PROBLEM TO WORK ON: Can you continue the passage about making the case for faith as a force for good, picking up after its last sentence?

A core experiences in the early days (2008) was the need to make the case for faith. I think everyone was aware that religion was a contentious issue, but the case was a long way from being made that religion was a force for good in the world—that religion could make and was making significant poverty contributions in both health, education, and in other areas. That case still had to be made, and that was part of foundational vision. One of the Foundation’s purposes was to design programs and projects that would enable that case to be made more effectively.

SOURCE DATA:

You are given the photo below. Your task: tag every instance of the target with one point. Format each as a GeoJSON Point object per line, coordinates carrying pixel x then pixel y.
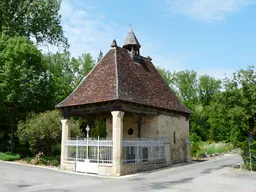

RESPONSE TO THIS EXERCISE:
Yet that very aim also confronted us with a foundational dilemma. If we were seen, as an organization, to be an advocate on one side of a quarrel, but at the same time trying to present objective evidence-based material to the world demonstrating a fact, rather than an opinion, we would, in a way, be shooting ourselves in the foot. Thus we are today very clear that we cannot, as an institution, present ourselves as an advocate outside of giving evidence and proving it beyond a reasonable doubt. This has involved us increasingly in research, looking at and promoting projects where the faith involvement was palpably for the good, and also generating our own programs and our own projects, which symbolize that reality. Thus at the least an observer could look at the results and say, “That was pretty impressive. These religious folks are making a difference that is important. I may have my prejudices, but that particular work is very important.” That balance between truly ferreting out the facts and showing and demonstrating a positive spirit was the original vision, and we have stuck to that quite carefully as time went on.
You have done a substantial amount of work on malaria.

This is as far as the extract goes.